> _EXERCISE DESCRIPTION_:
Only the number is needed: how many lines of the entries below contain the word "person".

> _DATA FOR THIS EXERCISE_:
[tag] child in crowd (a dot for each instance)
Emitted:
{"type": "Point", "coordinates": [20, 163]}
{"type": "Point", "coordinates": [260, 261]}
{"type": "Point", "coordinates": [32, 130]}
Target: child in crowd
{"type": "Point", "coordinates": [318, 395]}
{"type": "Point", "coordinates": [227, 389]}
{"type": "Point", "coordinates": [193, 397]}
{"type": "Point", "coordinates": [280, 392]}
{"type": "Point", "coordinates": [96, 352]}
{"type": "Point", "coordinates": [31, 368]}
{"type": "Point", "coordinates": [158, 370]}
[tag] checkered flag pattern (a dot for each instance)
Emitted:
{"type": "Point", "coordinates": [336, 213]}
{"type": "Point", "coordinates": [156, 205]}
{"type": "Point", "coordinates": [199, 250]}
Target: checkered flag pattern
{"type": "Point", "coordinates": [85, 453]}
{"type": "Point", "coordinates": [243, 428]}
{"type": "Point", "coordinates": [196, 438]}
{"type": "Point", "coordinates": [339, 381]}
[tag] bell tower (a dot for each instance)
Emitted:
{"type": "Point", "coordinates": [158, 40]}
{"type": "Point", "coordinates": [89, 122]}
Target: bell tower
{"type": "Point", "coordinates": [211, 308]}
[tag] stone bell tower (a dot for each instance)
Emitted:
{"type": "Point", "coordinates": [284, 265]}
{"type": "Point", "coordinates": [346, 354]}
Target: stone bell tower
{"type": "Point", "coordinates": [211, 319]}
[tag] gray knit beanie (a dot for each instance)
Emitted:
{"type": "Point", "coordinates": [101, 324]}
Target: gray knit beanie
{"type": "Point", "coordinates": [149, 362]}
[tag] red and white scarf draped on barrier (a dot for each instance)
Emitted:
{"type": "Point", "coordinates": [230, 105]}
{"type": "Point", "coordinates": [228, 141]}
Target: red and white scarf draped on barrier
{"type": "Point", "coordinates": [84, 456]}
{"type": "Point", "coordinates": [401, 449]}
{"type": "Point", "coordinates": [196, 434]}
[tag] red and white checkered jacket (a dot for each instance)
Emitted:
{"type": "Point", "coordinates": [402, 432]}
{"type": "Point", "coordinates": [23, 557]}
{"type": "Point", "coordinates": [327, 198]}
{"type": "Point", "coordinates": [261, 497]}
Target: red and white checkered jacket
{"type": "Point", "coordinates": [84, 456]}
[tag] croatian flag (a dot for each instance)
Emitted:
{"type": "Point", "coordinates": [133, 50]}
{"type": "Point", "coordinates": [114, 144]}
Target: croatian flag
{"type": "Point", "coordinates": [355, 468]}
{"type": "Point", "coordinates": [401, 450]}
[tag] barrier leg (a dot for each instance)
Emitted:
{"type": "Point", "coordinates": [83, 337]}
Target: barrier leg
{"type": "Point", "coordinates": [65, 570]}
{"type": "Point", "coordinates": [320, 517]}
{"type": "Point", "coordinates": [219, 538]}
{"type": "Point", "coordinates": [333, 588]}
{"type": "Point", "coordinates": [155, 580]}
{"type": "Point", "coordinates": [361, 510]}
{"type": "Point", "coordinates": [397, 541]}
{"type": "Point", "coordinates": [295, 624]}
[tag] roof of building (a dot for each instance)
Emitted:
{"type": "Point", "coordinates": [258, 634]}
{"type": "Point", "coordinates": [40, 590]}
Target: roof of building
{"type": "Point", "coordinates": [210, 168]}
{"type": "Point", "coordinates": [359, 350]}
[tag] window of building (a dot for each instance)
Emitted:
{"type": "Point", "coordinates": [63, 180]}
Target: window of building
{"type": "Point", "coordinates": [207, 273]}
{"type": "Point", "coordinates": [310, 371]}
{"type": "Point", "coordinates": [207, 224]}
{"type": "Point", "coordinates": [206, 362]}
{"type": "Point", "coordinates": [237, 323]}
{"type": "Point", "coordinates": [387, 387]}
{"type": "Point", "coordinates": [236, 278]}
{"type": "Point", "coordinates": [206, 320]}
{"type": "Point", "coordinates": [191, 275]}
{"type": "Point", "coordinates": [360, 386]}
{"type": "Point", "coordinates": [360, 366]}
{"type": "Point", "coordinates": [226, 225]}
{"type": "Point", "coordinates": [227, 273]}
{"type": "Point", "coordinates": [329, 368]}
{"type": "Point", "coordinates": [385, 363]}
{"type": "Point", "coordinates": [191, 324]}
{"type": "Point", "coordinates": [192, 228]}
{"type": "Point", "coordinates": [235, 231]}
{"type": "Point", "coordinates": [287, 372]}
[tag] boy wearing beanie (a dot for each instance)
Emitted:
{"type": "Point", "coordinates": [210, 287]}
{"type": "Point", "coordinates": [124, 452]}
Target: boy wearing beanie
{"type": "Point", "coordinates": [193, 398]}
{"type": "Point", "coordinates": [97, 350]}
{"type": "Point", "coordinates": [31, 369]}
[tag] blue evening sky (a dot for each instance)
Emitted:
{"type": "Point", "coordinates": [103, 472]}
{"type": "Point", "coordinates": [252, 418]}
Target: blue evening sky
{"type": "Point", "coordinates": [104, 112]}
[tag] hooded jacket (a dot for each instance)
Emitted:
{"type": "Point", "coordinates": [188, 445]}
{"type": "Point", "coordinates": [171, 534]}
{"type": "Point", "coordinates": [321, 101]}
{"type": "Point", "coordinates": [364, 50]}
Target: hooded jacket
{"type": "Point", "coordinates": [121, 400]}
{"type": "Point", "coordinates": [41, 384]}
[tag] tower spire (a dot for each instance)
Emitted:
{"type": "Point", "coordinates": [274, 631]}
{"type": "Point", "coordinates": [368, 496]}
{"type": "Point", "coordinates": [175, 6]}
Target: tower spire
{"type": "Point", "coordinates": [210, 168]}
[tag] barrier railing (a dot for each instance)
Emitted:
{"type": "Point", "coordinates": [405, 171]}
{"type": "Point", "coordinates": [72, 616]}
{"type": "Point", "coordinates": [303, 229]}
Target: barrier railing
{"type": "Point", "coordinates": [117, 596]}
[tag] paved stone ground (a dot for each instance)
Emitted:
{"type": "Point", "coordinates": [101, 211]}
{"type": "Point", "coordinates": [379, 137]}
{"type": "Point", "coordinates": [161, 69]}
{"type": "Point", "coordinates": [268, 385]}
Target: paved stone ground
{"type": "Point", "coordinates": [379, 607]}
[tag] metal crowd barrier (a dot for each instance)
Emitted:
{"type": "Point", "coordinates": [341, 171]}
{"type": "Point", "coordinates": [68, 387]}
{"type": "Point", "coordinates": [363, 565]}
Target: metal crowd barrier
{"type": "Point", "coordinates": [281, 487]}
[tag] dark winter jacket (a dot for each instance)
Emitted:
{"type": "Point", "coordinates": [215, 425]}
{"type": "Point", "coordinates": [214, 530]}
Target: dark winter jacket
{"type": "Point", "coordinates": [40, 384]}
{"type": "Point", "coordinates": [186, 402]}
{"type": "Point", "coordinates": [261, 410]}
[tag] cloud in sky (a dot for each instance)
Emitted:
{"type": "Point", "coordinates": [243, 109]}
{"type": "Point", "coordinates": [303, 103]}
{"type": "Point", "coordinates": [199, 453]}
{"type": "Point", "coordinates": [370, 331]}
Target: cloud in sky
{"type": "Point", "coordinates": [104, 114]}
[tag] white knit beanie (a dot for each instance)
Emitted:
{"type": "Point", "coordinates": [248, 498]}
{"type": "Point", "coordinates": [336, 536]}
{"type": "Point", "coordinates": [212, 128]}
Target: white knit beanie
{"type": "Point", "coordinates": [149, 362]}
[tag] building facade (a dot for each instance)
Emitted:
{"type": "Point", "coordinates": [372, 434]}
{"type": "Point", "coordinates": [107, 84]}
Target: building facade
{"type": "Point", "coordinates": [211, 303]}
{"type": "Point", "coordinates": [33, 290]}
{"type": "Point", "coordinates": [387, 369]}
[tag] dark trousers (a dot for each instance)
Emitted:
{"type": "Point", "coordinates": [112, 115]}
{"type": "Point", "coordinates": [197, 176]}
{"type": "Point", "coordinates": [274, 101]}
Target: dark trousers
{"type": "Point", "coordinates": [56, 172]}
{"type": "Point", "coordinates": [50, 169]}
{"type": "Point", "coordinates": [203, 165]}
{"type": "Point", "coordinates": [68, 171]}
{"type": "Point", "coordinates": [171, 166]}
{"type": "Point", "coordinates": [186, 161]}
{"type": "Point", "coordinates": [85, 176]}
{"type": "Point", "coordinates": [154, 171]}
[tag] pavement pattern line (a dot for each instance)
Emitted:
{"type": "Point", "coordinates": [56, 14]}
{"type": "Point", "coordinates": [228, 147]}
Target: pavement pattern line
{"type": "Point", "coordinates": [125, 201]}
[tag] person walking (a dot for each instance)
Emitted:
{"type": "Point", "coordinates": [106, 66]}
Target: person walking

> _EXERCISE RESULT_:
2